Document extract >>
- - -

Over 90 different species.
Krill look like a small shrimp. Ironically, this is their distinguishing characteristic. If you are a serious biologist, you might note that shrimp have ten legs, while krill have 12 to 16.
Krill live in every ocean on Earth, and have a cumulative biomass in the billions of billions of tons. Just about everything bigger than a krill eat krill; many species of whales, seals, penguins, squid, and fish depend on krill. Krill, in turn, are filter feeders that eat phytoplankton and zooplankton. They range from 10 to 150 millimeters, and thus some of them are indeed big enough for humans to catch with nets. If humans do go after krill, they must freeze them immediately, as krill turn poisonous at room temperature.
Krill live in in the photic zone, although many travel deeper during the day to escape predators. Many species take part in the grand diurnal vertical migration, traveling to the surface at night to hunt plankton. Other species will swim towards the surface whenever they are hungry, and may make the trip to the surface multiple times a day. Krill travel in large swarms to protect themselves from smaller predators. Of course, a large swarm of krill can also attract larger predators, and swarms can disband at the drop of a hat. Some fleeing krill have been seen molting to leave behind exoskeleton fragments as decoys.
Most species of krill have light-making organs, an array of ten of them in lines along each side. These photophores are comparatively complex, with lenses allowing them to be 'focused', and with the necessary musculature to allow the krill to rotate them. We do not know what these are used for, although it is generally assumed that they either have a social/sexual function, or that they are some form of camouflage.
The word comes from the Norwegian word krill, meaning 'young fry'. A group of krill is known as a swarm.

- - -

Study material >>

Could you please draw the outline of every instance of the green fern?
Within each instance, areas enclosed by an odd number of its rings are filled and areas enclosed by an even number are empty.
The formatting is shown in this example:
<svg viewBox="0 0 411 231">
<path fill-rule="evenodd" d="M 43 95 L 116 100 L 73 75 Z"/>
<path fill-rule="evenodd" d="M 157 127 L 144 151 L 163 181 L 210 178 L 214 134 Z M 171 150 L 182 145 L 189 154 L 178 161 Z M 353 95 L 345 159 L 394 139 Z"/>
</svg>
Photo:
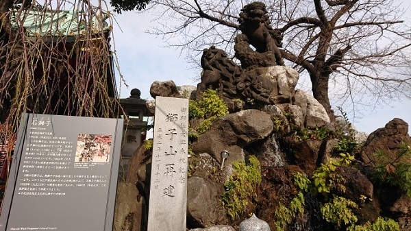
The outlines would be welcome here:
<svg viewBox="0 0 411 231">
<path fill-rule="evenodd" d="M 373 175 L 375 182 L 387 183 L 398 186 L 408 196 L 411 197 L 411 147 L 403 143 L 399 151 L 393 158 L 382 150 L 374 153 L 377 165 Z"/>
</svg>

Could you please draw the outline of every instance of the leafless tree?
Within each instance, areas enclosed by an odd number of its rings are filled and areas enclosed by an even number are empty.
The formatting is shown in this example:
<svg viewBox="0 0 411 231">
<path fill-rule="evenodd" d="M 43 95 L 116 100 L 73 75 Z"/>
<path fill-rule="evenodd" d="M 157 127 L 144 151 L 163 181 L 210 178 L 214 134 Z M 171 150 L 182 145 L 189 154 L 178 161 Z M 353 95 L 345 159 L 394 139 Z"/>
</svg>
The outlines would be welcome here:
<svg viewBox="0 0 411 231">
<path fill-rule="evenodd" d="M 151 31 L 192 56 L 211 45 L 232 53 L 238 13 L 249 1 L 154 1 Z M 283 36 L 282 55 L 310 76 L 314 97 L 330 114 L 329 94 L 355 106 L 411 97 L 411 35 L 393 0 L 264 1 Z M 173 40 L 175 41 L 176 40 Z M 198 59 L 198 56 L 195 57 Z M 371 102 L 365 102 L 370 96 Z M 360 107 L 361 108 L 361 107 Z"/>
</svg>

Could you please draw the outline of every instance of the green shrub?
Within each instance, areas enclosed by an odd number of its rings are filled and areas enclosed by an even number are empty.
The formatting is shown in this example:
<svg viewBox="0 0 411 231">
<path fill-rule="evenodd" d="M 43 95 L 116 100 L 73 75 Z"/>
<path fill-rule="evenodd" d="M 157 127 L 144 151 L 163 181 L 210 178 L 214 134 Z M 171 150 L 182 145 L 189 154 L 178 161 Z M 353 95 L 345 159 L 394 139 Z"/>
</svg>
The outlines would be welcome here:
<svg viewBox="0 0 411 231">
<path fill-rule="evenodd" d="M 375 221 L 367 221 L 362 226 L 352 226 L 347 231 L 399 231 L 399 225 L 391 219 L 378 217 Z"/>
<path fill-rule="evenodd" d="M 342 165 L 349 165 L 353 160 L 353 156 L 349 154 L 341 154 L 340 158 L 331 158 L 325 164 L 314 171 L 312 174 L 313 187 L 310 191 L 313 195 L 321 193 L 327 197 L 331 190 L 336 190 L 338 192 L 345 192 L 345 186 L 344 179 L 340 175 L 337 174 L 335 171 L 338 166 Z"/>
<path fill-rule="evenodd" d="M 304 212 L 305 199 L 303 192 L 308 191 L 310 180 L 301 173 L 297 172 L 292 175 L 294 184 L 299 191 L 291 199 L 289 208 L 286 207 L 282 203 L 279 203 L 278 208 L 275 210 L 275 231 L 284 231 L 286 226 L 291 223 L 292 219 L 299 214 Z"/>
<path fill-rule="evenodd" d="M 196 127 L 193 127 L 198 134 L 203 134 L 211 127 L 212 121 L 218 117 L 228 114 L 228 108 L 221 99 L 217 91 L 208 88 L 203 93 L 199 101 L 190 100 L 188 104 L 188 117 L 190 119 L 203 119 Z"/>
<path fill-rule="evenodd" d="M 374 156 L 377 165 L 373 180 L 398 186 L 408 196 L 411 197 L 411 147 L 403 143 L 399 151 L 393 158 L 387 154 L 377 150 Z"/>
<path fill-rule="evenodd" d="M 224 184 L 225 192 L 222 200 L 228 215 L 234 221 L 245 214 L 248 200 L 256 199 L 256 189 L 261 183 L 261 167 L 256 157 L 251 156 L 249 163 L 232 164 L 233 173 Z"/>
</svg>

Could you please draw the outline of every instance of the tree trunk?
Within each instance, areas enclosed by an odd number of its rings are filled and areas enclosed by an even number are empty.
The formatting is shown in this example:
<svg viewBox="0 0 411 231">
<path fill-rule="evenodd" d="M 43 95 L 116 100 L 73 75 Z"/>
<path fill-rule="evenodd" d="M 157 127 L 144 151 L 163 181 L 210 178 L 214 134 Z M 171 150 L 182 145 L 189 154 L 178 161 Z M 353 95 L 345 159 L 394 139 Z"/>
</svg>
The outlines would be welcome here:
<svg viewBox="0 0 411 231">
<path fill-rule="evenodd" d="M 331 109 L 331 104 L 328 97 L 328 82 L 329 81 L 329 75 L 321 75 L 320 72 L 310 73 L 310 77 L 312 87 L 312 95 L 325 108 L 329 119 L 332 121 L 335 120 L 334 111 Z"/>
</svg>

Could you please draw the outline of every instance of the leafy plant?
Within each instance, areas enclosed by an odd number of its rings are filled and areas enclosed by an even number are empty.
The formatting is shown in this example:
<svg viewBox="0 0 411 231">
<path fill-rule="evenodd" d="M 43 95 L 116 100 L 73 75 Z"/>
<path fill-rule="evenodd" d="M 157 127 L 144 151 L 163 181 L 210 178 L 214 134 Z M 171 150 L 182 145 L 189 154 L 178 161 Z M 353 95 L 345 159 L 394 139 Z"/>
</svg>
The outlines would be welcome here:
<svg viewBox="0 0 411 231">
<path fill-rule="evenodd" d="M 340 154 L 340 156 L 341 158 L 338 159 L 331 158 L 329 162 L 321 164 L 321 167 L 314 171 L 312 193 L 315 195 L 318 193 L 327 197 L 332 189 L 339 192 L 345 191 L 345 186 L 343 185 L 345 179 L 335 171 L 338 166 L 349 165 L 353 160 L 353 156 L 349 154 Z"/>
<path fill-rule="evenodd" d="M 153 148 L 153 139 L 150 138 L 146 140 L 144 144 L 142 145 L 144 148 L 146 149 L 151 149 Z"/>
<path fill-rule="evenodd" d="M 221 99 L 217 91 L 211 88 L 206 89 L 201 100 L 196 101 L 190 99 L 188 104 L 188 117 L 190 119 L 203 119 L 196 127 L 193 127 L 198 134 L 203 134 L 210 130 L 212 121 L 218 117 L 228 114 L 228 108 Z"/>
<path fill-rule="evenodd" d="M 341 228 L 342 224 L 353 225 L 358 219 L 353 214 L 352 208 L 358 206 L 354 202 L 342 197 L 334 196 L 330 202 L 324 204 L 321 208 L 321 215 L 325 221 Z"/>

- - -

What is needed >> Could you return the full krill text above, word for word?

Your solution >>
Over 90 different species.
Krill look like a small shrimp. Ironically, this is their distinguishing characteristic. If you are a serious biologist, you might note that shrimp have ten legs, while krill have 12 to 16.
Krill live in every ocean on Earth, and have a cumulative biomass in the billions of billions of tons. Just about everything bigger than a krill eat krill; many species of whales, seals, penguins, squid, and fish depend on krill. Krill, in turn, are filter feeders that eat phytoplankton and zooplankton. They range from 10 to 150 millimeters, and thus some of them are indeed big enough for humans to catch with nets. If humans do go after krill, they must freeze them immediately, as krill turn poisonous at room temperature.
Krill live in in the photic zone, although many travel deeper during the day to escape predators. Many species take part in the grand diurnal vertical migration, traveling to the surface at night to hunt plankton. Other species will swim towards the surface whenever they are hungry, and may make the trip to the surface multiple times a day. Krill travel in large swarms to protect themselves from smaller predators. Of course, a large swarm of krill can also attract larger predators, and swarms can disband at the drop of a hat. Some fleeing krill have been seen molting to leave behind exoskeleton fragments as decoys.
Most species of krill have light-making organs, an array of ten of them in lines along each side. These photophores are comparatively complex, with lenses allowing them to be 'focused', and with the necessary musculature to allow the krill to rotate them. We do not know what these are used for, although it is generally assumed that they either have a social/sexual function, or that they are some form of camouflage.
The word comes from the Norwegian word krill, meaning 'young fry'. A group of krill is known as a swarm.